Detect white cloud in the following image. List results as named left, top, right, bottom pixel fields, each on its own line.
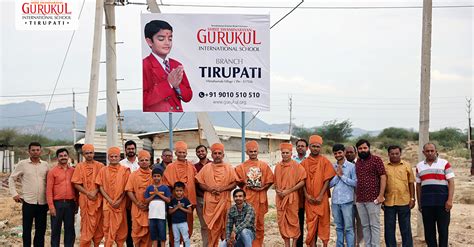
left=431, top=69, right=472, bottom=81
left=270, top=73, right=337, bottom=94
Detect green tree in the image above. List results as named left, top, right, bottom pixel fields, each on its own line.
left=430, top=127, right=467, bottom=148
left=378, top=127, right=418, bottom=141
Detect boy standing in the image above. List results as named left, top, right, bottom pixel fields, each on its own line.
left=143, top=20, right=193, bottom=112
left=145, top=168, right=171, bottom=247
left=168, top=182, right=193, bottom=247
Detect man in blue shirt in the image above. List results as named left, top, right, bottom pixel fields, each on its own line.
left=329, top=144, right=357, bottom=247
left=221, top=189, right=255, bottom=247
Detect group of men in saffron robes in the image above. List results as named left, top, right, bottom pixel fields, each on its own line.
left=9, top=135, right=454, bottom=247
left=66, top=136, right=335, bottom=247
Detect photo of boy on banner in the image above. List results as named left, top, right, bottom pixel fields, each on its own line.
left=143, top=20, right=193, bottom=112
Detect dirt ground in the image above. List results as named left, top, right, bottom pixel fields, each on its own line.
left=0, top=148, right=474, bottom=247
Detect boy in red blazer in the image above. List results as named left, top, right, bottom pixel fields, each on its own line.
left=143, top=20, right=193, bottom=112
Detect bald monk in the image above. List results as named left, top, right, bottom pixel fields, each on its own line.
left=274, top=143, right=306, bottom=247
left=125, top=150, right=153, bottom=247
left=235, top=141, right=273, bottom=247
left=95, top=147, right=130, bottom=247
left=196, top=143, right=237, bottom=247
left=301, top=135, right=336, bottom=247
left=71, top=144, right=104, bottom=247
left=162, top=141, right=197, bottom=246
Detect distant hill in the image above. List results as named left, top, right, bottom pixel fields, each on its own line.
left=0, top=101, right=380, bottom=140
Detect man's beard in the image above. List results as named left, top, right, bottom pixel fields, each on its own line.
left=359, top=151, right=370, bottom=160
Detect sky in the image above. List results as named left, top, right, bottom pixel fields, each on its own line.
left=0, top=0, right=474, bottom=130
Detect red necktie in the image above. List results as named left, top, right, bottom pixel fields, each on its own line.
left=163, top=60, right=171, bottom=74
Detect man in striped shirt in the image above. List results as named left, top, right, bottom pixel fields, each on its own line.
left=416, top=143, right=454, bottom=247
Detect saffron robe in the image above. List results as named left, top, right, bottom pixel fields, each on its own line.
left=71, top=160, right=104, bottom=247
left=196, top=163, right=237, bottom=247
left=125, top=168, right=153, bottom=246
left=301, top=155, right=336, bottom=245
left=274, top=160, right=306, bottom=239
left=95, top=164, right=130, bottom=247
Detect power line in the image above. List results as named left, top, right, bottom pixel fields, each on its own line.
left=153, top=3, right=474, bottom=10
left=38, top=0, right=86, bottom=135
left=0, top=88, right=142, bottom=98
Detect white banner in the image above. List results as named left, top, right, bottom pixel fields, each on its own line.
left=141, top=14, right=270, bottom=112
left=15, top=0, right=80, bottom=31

┄┄┄┄┄┄┄┄┄┄

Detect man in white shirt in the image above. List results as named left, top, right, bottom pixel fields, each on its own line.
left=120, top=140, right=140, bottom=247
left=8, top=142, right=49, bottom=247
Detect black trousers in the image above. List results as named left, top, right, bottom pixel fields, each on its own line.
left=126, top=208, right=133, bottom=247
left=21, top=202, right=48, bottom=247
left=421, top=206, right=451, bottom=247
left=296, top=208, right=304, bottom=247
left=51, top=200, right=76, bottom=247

┄┄┄┄┄┄┄┄┄┄

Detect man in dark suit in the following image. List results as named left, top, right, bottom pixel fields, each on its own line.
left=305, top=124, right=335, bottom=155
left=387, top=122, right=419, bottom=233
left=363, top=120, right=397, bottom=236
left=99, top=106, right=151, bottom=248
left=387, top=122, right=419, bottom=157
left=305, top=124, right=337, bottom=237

┄┄┄┄┄┄┄┄┄┄

→ **WHAT THE TASK ASKS**
Which lines in the records above contain the string "following", with case counting? Find each one and copy it out in full.

→ **OUTPUT OF THE TASK**
Detect white cloud in the following image. List results as named left, top, right, bottom pixel fields, each on its own line.
Detect man in dark suit in the following image. List results as named left, top, right, bottom pixel fields, each on its own line.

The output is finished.